## Task details:
Write out each record below exactly as it appears, with no pictures.

## Data entries:
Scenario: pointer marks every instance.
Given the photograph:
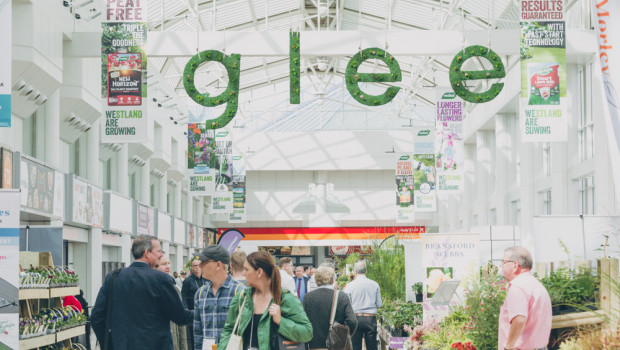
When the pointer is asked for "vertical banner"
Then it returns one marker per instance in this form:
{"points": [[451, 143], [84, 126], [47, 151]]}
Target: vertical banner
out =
{"points": [[543, 112], [424, 173], [9, 269], [123, 72], [404, 189], [238, 214], [449, 146], [5, 63], [608, 30], [447, 257]]}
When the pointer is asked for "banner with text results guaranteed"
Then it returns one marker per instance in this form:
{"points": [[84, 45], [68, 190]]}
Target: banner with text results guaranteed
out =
{"points": [[424, 172], [447, 257], [9, 269], [202, 160], [5, 64], [543, 112], [449, 145], [123, 72], [238, 216], [404, 189], [222, 199], [607, 23]]}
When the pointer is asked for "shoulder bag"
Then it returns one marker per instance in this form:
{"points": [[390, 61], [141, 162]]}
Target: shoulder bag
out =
{"points": [[338, 337]]}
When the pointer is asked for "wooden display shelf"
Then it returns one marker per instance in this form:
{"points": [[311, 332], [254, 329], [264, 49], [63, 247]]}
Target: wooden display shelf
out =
{"points": [[37, 342], [34, 293], [64, 291], [70, 333]]}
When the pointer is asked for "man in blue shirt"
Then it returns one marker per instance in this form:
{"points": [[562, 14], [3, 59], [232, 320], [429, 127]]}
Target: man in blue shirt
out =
{"points": [[211, 302], [301, 282], [365, 298]]}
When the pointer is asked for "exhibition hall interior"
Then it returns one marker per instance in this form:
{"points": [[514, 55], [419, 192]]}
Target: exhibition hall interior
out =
{"points": [[423, 137]]}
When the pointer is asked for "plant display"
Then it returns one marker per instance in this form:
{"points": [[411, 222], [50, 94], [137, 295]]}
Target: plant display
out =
{"points": [[230, 96], [353, 78], [458, 76]]}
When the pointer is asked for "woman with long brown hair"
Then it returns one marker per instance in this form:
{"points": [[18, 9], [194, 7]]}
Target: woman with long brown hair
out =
{"points": [[268, 309]]}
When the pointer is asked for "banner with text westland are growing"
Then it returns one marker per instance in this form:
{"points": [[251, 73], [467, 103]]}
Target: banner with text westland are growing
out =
{"points": [[123, 72], [404, 189], [5, 64], [543, 112], [238, 215], [449, 146]]}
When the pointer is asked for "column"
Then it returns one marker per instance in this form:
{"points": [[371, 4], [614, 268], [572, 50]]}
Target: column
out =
{"points": [[92, 149], [163, 193], [52, 130], [503, 144], [123, 170], [145, 183]]}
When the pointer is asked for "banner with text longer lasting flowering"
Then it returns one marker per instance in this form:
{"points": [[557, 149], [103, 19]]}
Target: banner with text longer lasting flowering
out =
{"points": [[404, 189], [449, 146], [123, 72], [543, 112], [238, 216]]}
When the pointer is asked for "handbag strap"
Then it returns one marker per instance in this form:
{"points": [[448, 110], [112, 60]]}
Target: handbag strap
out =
{"points": [[235, 328], [334, 306]]}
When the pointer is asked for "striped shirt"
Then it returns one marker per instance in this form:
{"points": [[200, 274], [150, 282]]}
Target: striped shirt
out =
{"points": [[210, 311]]}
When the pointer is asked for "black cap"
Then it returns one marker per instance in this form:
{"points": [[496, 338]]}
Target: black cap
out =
{"points": [[215, 252]]}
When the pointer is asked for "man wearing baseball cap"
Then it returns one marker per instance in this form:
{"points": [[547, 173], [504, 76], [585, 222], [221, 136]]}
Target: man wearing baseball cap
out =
{"points": [[212, 300]]}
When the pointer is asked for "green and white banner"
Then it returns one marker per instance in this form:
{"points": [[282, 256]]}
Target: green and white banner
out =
{"points": [[543, 112], [5, 63], [238, 216], [404, 189], [123, 72], [449, 147]]}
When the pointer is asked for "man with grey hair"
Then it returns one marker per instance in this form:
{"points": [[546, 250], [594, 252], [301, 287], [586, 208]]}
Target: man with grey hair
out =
{"points": [[138, 303], [365, 298], [525, 316]]}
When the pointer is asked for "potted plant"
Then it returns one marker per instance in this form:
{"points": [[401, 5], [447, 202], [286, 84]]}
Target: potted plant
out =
{"points": [[417, 290]]}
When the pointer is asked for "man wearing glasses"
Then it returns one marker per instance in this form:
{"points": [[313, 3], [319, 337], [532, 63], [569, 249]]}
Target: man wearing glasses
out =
{"points": [[525, 317]]}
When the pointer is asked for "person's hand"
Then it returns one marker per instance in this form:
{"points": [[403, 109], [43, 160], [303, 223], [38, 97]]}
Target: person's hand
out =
{"points": [[276, 313]]}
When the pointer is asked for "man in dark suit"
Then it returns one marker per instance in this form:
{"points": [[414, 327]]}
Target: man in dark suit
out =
{"points": [[144, 302], [301, 282]]}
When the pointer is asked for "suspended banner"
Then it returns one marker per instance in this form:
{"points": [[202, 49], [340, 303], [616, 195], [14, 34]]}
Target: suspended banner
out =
{"points": [[238, 214], [9, 269], [424, 173], [123, 72], [449, 258], [543, 112], [404, 189], [5, 64], [608, 30], [449, 147]]}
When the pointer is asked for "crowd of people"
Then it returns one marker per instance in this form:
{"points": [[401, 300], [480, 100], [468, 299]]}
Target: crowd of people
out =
{"points": [[247, 302]]}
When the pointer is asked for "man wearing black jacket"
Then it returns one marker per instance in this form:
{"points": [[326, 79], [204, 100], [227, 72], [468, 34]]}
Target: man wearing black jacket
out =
{"points": [[144, 301], [190, 286]]}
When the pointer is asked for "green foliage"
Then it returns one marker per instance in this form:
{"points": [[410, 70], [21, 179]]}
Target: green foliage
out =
{"points": [[457, 76], [353, 78]]}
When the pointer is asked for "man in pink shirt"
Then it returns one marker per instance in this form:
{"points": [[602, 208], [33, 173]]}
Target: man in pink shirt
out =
{"points": [[525, 317]]}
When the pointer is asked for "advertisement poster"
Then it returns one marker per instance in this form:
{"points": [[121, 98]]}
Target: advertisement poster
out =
{"points": [[9, 269], [7, 168], [447, 257], [123, 72], [5, 64], [449, 146], [42, 189], [608, 15], [87, 205], [404, 189], [238, 214], [543, 112], [424, 172]]}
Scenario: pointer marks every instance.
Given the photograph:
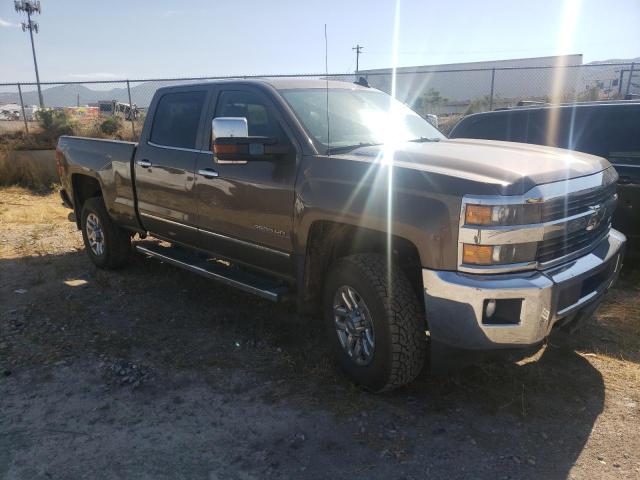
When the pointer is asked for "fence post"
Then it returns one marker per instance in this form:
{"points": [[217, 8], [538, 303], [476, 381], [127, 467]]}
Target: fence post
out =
{"points": [[620, 81], [24, 116], [493, 79], [133, 128], [629, 81]]}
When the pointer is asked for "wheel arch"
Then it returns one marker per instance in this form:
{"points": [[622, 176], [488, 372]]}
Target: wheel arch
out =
{"points": [[329, 240]]}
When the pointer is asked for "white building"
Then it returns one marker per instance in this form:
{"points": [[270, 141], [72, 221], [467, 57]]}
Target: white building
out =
{"points": [[461, 83]]}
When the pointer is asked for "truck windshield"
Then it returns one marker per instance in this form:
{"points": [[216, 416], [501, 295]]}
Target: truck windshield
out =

## Reply:
Scenario: pointer marks every instance.
Given the photograph:
When the pointer is asked for "vertical banner"
Then it returns one marker per instance in this form:
{"points": [[451, 143], [84, 126], [47, 151]]}
Target: vertical banner
out =
{"points": [[543, 112], [424, 173], [9, 269], [123, 72], [404, 189], [238, 214], [449, 146], [5, 63], [608, 30], [447, 257]]}
When the pointer is asked for "banner with text results guaranteed"
Then it returns one marker per instance in this form:
{"points": [[84, 45], [68, 190]]}
Target: banner with text results guaranteed
out =
{"points": [[424, 172], [447, 257], [9, 269], [202, 160], [5, 64], [543, 112], [449, 145], [123, 72], [238, 216], [404, 189], [222, 199], [607, 23]]}
When the pointer is asked for "shoulder bag"
Then it returns one marker per instance in this form:
{"points": [[390, 61], [141, 162]]}
Target: shoulder bag
out =
{"points": [[338, 337]]}
When the pointer is asked for "wooden display shelf"
Then it returns one marker per instance in this form:
{"points": [[311, 332], [254, 329], [264, 49], [63, 247]]}
Target: wooden display shelf
out =
{"points": [[37, 342], [34, 293], [64, 291], [70, 333]]}
When the pointer is asked for "man in blue shirt"
Then it returns one marker per instance in this form:
{"points": [[562, 14], [3, 59], [232, 320], [429, 127]]}
Target: man in blue shirt
out =
{"points": [[211, 302], [301, 282], [365, 298]]}
When the pointer is asked for "exhibition hall interior"
Then it returns one marker per instance in this form:
{"points": [[514, 55], [419, 192]]}
Target: exhibition hall interior
out =
{"points": [[423, 137]]}
When the pointer is asked for "plant display"
Then it returns one marker per instance in this form:
{"points": [[411, 222], [50, 94], [137, 295]]}
Target: plant display
out =
{"points": [[230, 96], [353, 78], [458, 76]]}
When the pointer is asked for "woman with long brown hair"
Then it returns one marker per instance in this form:
{"points": [[18, 9], [194, 7]]}
Target: woman with long brown hair
out =
{"points": [[268, 309]]}
When the pointer is asked for "banner with text westland are growing"
Then it returns one marker per instance in this form:
{"points": [[251, 73], [467, 103]]}
Target: banner with text westland are growing
out =
{"points": [[123, 72], [404, 189], [5, 64], [543, 112], [238, 215], [449, 146]]}
When the pointer is asked for "column"
Then it returns one marker per instance in this form:
{"points": [[371, 4], [614, 268], [572, 50]]}
Target: column
out =
{"points": [[92, 149], [163, 193], [52, 130], [503, 144], [123, 170], [145, 183]]}
When the pointer is asked for "banner with text longer lasting flowering"
Then it returns one marker per instance in this form:
{"points": [[557, 149], [103, 19]]}
Target: banner with text longer lasting flowering
out =
{"points": [[404, 189], [449, 146], [123, 72], [543, 112], [238, 216]]}
When the pointer is asked for "handbag strap"
Then it returns one marker per instance in this form:
{"points": [[448, 110], [112, 60]]}
Target: handbag strap
out =
{"points": [[235, 328], [334, 306]]}
When the pointer is asked for "striped shirt"
Then it returns one marker per instance in this form:
{"points": [[200, 274], [150, 282]]}
Target: striped shirt
out =
{"points": [[210, 311]]}
When the pointer is asked for "black cap"
Then it returns one marker per instance in this form:
{"points": [[496, 338]]}
Target: black cap
out =
{"points": [[215, 252]]}
When the pointer is asked for "man wearing baseball cap"
Then it returns one marker per instance in this form:
{"points": [[547, 173], [504, 76], [585, 222], [221, 136]]}
Target: man wearing baseball cap
out =
{"points": [[212, 300]]}
When the pointer is asked for "green and white banner"
Then it returns one marker per instance in this form:
{"points": [[282, 256]]}
Target: green and white banner
out =
{"points": [[543, 112], [5, 63], [238, 216], [404, 189], [123, 72], [449, 147]]}
When the pointer is asked for "man with grey hair"
Then it returns one marker per instance in this form:
{"points": [[546, 250], [594, 252], [301, 287], [586, 208]]}
Target: man with grey hair
out =
{"points": [[138, 303], [365, 298], [525, 316]]}
When the pointer is asked for "potted plant"
Then it returns one marker per instance in this form:
{"points": [[401, 5], [447, 202], [286, 84]]}
Target: potted plant
out =
{"points": [[417, 290]]}
When the pointer is asked for "man wearing glasses"
Then it returns one marker per instance in this form:
{"points": [[313, 3], [319, 337], [532, 63], [569, 249]]}
Target: man wearing glasses
out =
{"points": [[525, 317]]}
When the pointer is asked for "person's hand"
Then it returns one marker per instance in this form:
{"points": [[403, 109], [43, 160], [303, 223], [38, 97]]}
Target: person's hand
out =
{"points": [[276, 313]]}
When the pointer is asked for "man in dark suit"
Then it returns one marker per instance in this form:
{"points": [[414, 327]]}
Target: man in dark suit
out =
{"points": [[144, 302], [301, 282]]}
When the pointer is asked for "suspended banner"
Then it returns one marker per instance in this form:
{"points": [[202, 49], [340, 303], [616, 195], [14, 34]]}
Target: suspended banner
out =
{"points": [[238, 214], [9, 269], [424, 173], [123, 72], [449, 258], [543, 112], [404, 189], [5, 64], [608, 30], [449, 147]]}
When the pointer is asked for "crowd of people"
Then it returns one marker per instance in this form:
{"points": [[401, 300], [480, 100], [468, 299]]}
Target: crowd of people
out =
{"points": [[247, 302]]}
When the pointer is asked for "man wearing black jacket"
Then it returns one marker per instance in this form:
{"points": [[326, 79], [204, 100], [227, 72], [468, 34]]}
Target: man wearing black jacket
out =
{"points": [[144, 301], [190, 286]]}
When the pointer is asked for "green foliage"
Then it returns one marker per instance in this form:
{"points": [[410, 70], [21, 179]]}
Target: green foliage
out =
{"points": [[457, 76], [353, 78]]}
When the pointer is asked for "man in pink shirt"
Then it returns one marker per instance in this form:
{"points": [[602, 208], [33, 173]]}
Target: man in pink shirt
out =
{"points": [[525, 317]]}
When the pointer is asked for "advertisement poster"
Then it returns one marker per instance in this form:
{"points": [[121, 98]]}
Target: advertisement poster
out =
{"points": [[9, 269], [7, 168], [447, 257], [123, 72], [5, 64], [449, 146], [42, 189], [608, 15], [87, 205], [404, 189], [238, 214], [543, 112], [424, 172]]}
Scenario: pointer marks every instance.
Given the photograph:
When the pointer is asked for "fence post"
Then it returns one marker per instance in this form:
{"points": [[217, 8], [538, 303], [476, 381], [127, 467]]}
Target: fence post
out =
{"points": [[620, 81], [24, 116], [493, 79], [133, 128], [629, 81]]}
When the pointer is asked for "wheel arch"
Then it returns one marker per instance in this form:
{"points": [[622, 176], [488, 372]]}
Target: wheel arch
out =
{"points": [[329, 240]]}
When the pointer is asked for "white building"
Then it returns one marker per instance in this form:
{"points": [[270, 141], [72, 221], [467, 57]]}
Target: white building
out =
{"points": [[461, 83]]}
When the pointer is asked for "truck windshield"
Then it returns one marker per instance in this form:
{"points": [[216, 416], [501, 295]]}
Target: truck windshield
out =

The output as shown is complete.